* **SOURCE EXTRACT**:

——————

While INTERCAL is the first esolang invented, brainfuck (its name is traditionally not capitalized except at the start of a sentence) may be considered the first regarding popularity. Remarkable for its extreme minimalism, this language consists of only eight commands: + – > < . , [ ] and can be implemented with the smallest possible compiler. Some brainfuck compilers are smaller than 200 bytes.
True to its name, brainfuck gives an immediate headache to a coder, requiring a long sequence of commands even for the mildly complex task. A program written in brainfuck inevitably gets very long or complicated. Nonetheless, the language is totally Turing-complete, and could, in theory, compute any computable function, if given access to an unlimited amount of memory. Although too difficult to write in for practical use, brainfuck keeps amusing and challenging programmers for the past two decades, having reached almost a cult following among esolangers.

——————

* **DATA SECTION**:
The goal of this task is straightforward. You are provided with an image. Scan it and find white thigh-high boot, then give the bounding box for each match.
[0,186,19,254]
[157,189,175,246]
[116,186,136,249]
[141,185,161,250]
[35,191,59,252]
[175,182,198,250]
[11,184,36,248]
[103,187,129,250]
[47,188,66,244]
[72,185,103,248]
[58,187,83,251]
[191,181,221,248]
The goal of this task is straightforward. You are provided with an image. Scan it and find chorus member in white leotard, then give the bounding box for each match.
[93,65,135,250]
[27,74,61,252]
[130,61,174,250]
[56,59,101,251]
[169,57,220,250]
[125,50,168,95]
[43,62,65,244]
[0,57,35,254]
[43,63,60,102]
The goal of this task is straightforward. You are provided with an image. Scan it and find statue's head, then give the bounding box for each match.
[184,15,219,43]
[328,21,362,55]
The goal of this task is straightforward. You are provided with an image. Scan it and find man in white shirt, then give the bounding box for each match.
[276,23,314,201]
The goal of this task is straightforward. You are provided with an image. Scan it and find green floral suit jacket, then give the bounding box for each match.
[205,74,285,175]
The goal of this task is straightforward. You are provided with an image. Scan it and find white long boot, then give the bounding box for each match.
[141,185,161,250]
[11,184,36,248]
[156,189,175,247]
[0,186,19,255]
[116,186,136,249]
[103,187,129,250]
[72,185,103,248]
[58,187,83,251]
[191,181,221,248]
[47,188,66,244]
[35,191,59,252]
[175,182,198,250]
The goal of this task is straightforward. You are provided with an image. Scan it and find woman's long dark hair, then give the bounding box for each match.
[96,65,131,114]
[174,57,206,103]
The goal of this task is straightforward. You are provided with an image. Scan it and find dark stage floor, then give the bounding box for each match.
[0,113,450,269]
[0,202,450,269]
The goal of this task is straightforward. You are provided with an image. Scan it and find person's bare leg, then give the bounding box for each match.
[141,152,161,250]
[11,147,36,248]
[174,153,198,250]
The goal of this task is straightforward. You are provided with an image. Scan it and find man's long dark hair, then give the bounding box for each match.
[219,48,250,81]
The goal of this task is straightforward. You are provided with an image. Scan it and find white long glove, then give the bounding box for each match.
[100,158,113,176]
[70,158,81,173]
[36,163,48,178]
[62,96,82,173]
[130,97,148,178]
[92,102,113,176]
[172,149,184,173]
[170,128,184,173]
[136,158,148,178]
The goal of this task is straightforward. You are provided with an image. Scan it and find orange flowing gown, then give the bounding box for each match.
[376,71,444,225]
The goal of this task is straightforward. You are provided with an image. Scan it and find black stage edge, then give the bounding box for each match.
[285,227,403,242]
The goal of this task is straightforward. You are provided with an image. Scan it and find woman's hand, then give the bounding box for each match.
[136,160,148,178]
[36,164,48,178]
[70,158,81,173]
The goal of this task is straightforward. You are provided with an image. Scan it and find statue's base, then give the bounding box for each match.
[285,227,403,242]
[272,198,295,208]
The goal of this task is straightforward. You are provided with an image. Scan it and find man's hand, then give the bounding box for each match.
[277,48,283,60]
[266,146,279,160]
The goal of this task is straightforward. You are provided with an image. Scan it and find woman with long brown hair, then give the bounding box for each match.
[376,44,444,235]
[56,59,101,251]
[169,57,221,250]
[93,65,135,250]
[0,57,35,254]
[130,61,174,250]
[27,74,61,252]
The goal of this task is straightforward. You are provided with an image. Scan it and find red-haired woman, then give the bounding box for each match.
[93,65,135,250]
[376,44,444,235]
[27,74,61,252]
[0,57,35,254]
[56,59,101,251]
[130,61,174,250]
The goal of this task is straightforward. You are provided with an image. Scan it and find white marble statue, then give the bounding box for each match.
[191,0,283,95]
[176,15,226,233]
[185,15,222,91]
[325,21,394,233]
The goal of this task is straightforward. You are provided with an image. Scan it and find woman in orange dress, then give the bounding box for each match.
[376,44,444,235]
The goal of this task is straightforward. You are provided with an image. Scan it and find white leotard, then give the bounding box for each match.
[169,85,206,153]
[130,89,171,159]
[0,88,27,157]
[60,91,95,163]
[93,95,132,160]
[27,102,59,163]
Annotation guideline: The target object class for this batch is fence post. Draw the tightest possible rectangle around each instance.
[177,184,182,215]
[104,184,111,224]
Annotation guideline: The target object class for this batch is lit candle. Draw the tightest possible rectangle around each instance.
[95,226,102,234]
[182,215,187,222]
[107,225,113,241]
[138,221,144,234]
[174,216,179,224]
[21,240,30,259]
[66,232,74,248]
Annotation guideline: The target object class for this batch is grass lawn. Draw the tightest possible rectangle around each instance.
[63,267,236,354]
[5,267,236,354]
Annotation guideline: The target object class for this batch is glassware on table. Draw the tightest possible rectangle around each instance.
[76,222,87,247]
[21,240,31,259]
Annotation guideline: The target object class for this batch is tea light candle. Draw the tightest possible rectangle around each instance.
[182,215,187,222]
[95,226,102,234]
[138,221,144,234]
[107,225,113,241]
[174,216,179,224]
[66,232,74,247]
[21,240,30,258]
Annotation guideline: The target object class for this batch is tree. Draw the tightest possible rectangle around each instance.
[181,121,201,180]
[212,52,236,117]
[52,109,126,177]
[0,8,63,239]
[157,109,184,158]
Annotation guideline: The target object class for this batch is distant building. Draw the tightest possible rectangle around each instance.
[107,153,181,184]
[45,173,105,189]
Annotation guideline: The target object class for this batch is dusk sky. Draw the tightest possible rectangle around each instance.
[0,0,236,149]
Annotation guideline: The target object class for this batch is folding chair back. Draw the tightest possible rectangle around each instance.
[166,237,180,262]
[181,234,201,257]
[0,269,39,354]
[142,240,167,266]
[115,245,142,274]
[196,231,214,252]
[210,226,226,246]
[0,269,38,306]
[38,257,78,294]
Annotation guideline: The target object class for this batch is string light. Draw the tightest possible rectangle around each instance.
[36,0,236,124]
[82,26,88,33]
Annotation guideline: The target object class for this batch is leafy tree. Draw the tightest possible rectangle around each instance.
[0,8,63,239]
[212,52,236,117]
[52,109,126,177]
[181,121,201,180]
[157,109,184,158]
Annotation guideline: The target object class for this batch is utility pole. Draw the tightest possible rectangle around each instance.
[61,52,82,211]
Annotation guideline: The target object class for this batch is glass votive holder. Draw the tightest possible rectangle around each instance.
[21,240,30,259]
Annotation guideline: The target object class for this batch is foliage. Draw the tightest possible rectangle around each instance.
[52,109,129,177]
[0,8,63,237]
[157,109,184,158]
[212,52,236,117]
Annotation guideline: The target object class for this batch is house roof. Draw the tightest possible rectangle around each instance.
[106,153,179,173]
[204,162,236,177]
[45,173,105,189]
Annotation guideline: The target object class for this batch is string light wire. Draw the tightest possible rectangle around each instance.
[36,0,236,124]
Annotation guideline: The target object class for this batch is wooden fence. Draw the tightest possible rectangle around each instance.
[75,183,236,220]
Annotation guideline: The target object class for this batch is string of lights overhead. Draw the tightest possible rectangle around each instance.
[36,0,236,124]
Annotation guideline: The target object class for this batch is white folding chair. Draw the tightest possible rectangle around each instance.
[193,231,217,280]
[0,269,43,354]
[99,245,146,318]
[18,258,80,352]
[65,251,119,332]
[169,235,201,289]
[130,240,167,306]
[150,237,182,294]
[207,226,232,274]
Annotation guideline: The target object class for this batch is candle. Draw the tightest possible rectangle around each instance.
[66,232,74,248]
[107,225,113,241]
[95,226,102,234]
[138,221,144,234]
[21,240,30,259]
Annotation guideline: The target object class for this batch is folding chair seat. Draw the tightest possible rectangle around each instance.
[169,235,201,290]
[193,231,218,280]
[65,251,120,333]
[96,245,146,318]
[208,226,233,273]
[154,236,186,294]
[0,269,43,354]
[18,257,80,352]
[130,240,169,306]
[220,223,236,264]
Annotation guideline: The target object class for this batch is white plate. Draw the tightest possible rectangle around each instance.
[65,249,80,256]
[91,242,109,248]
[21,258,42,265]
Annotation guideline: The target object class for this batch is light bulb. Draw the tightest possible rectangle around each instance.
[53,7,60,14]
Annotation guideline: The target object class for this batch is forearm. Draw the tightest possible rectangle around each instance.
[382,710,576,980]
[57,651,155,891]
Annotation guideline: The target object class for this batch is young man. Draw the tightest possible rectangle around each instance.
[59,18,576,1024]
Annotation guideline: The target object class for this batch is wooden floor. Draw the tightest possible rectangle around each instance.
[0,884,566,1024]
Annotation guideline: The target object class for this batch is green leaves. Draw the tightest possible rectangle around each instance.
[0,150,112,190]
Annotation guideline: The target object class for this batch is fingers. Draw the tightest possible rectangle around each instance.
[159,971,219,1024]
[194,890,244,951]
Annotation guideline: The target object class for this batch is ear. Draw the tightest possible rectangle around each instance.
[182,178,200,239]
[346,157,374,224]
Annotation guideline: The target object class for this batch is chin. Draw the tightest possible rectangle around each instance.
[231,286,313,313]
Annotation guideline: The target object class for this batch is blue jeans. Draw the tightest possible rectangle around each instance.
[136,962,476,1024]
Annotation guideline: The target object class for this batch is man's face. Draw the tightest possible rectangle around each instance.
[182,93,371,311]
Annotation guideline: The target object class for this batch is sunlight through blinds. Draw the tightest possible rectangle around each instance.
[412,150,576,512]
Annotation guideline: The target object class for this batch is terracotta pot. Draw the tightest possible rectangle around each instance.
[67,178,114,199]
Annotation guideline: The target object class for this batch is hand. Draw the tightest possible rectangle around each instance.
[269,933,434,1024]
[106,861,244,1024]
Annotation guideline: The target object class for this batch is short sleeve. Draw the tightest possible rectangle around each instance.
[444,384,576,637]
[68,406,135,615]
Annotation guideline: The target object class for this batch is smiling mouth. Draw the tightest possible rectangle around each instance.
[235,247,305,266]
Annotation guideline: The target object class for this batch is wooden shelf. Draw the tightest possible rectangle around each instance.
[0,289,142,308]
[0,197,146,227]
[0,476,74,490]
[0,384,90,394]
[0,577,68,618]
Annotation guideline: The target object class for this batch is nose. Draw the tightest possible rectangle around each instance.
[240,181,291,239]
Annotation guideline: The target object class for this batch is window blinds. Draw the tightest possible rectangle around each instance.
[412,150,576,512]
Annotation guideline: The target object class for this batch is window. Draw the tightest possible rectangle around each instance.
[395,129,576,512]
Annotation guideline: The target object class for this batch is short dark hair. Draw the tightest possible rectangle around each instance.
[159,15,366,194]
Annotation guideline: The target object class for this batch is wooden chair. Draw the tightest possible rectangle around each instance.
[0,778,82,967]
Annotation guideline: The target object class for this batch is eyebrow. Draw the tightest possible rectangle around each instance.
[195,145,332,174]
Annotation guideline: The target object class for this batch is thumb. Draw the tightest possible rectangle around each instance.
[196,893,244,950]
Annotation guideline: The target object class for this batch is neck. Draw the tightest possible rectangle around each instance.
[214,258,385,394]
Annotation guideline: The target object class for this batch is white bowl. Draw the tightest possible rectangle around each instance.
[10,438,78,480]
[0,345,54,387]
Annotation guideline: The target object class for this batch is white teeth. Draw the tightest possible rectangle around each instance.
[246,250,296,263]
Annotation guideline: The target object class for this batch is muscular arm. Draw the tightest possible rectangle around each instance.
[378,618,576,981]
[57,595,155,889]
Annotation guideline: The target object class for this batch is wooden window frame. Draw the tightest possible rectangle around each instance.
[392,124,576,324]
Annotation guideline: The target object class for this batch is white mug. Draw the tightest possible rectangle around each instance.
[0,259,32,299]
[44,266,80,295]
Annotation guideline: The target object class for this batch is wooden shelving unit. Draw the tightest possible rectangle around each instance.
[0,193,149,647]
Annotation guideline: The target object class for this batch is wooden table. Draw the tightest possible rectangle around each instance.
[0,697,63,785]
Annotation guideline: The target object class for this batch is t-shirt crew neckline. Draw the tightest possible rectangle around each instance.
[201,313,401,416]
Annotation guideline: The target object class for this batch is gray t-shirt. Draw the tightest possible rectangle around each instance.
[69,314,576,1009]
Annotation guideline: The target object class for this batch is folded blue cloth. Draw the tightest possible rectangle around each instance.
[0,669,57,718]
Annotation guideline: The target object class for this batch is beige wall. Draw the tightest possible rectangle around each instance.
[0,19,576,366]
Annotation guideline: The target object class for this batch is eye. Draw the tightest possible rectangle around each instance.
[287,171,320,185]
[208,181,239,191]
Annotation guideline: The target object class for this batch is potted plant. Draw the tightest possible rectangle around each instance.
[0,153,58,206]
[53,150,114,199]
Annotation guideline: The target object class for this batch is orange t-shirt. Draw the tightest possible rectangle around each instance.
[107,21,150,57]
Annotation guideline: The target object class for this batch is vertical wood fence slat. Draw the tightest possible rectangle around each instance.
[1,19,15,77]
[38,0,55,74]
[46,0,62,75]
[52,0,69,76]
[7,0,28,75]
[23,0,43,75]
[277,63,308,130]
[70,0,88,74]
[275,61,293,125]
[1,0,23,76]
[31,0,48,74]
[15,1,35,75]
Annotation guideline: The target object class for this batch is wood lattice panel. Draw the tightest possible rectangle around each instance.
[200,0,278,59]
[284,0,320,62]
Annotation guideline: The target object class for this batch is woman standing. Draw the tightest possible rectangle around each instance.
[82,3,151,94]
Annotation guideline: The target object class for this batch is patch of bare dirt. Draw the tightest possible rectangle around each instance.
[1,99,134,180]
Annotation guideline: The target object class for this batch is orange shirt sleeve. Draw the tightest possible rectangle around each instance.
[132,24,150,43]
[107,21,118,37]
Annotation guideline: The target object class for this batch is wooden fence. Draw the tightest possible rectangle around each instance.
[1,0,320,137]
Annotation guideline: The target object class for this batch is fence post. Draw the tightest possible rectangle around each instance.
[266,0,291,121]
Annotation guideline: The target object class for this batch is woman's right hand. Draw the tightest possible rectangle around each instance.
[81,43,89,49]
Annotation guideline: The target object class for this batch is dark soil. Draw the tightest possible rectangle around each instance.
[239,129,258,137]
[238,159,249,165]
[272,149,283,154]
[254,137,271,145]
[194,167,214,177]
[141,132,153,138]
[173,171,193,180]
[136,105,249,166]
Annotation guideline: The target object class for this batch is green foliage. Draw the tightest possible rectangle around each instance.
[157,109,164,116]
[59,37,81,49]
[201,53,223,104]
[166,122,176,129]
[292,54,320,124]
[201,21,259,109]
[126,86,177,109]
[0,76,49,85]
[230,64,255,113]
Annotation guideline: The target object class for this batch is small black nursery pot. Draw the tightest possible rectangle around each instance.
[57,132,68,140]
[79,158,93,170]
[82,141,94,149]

——————

* **PROBLEMS AND TASKS**:
1. In the brainfuck text, how many commands make up the language?
2. For each statement, say whether it agrees with the brainfuck text. Give yes or no and quote the words of the text that decide it.
(a) INTERCAL was the first esolang invented.
(b) The name brainfuck is normally capitalized.
(c) Every brainfuck compiler is smaller than 200 bytes.

* **RESPONSES BY TASK**:
1. Eight: + – > < . , [ ]

2.
(a) Yes: "INTERCAL is the first esolang invented"
(b) No: "its name is traditionally not capitalized except at the start of a sentence"
(c) No: "Some brainfuck compilers are smaller than 200 bytes."